TASK REQUIREMENTS
**A)** According to the text about Box at Duquesne University, about how many people use the university's Box account today?
**B)** List each step of the old file recovery process described in the text about Box at Duquesne University.
**C)** From the text about Box at Duquesne University, please return everything from "Security has been" down to "university’s Box account.".

TEXT FOR ANALYSIS
== Segment start ==

From days to seconds for file recovery

In the past, to recover an old version of a file would have required a helpdesk ticket and a wait time of up to ten days. The process looked like this:

  • The person who lost the file would pick up the phone and call the help desk
  • The help desk would then submit a ticket into the  storage team
  • The storage team would travel, in person, to a data-storage facility —sometimes offsite
  • They would bring back a tape, load it, restore it, and give the file back to the person who lost it

Now, recovering a lost file or an old version is an automatic function of Box that takes under twenty seconds. While it’s hard to measure just how much time and productivity used to be lost to what is now a simple, easy function, Dugas is confident about the value of this functionality to everyone across the university: “It’s a tremendous advantage in terms of control capability, from an end user perspective. Now, you can delete to your heart’s content. Even if someone accidentally deletes the whole file server, we can get it back in minutes.”

Student taking notes in journal with their laptop open

Straight-up ease of use for10K people

Security has been a critical factor in choosing Box, but it doesn’t matter how secure a content platform is if people don’t use it. When Duquesne University first launched Box, faculty were the early adopters. When the pandemic hit, staff embraced the Content Cloud as well. In a hybrid work environment, the ability to use Box anywhere, from a phone or a computer became a major benefit. Now, every freshman who experiences orientation and every new faculty or staff member has the opportunity to use Box. Today, almost 10,000 people use the university’s Box account.

“With the old system,” says Dugas, “ they complained about the search functionality, had issues with version control, couldn’t figure out who other contributors were, and had trouble navigating the basic interface."

With Box, all of these usability issues and workflow impediments have been cured. As just one example, the finance team that handles the “nuts and bolts” of the institution as a business has been especially enthusiastic about the Content Cloud. They had been using Microsoft Office on traditional file servers for decades before they moved content to Box. Now, they have more control over content access and auditing than ever before, and don't have to constantly call IT for help. The finance team can assign permissions based on needs, and doesn’t have to connect to a clunky VPN to access finance-related content when working remotely.

Instead of sending large files as attachments, they now use Box shared links. Team members can co-author and collaborate on Microsoft Office files from their desktop or the web app with all changes automatically saved back to Box. As a result, they’ve found themselves both more secure and more productive in the Content Cloud.

The top benefits of Box —including profound time savings

“Box is  invested in the community of higher education,” says Dugas. “They have taken a lot of our suggestions and opportunities seriously and built it into the product.”

To date, his top three favorite benefits of Box are:

  • It’s extremely easy to use, with a clean interface and streamlined navigation
  • The level of transparency that Box provides around file use far exceeds what he expected in a traditional file service environment
  • Box allows a sense of control over folders so that content can be shared broadly or on a granular, case-by-case level

Dugas looks forward to more Box functionality soon, with Box Sign used in conjunction with Relay. “It’s going to be a game-changer for higher-ed institutions like ours,” he wagers. “I think it’s right on the cusp of making a major impact and changing the way a lot of universities deliver their business services to their communities.”

While faculty and staff have been enthusiastic Box users, so have students, and that’s an especially important point Dugas makes: “Hopefully, if they like it, they take it with them into the corporate world and go on to do bigger and bigger things.”

== Segment end ==

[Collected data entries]
== Segment start ==

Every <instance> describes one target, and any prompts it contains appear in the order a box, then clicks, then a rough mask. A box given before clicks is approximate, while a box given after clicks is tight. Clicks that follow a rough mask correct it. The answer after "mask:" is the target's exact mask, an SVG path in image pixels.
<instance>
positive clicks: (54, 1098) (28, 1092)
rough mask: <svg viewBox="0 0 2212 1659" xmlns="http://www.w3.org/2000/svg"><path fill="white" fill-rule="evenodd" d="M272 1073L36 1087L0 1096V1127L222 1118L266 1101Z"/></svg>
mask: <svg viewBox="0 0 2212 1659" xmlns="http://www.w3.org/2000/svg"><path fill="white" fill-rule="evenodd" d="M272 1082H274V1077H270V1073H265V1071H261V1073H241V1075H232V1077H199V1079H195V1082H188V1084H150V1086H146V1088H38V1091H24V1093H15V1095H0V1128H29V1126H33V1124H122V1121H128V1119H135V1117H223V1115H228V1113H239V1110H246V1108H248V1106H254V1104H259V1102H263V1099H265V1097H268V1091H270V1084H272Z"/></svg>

== Segment end ==

ACTIVITY ANSWERS
**A)** Almost 10,000 people.

**B)**
- The person who lost the file would call the help desk.
- The help desk would submit a ticket to the storage team.
- The storage team would travel in person to a data-storage facility, sometimes offsite.
- They would bring back a tape, load it, restore it, and give the file back to the person who lost it.

**C)**
Security has been a critical factor in choosing Box, but it doesn’t matter how secure a content platform is if people don’t use it. When Duquesne University first launched Box, faculty were the early adopters. When the pandemic hit, staff embraced the Content Cloud as well. In a hybrid work environment, the ability to use Box anywhere, from a phone or a computer became a major benefit. Now, every freshman who experiences orientation and every new faculty or staff member has the opportunity to use Box. Today, almost 10,000 people use the university’s Box account.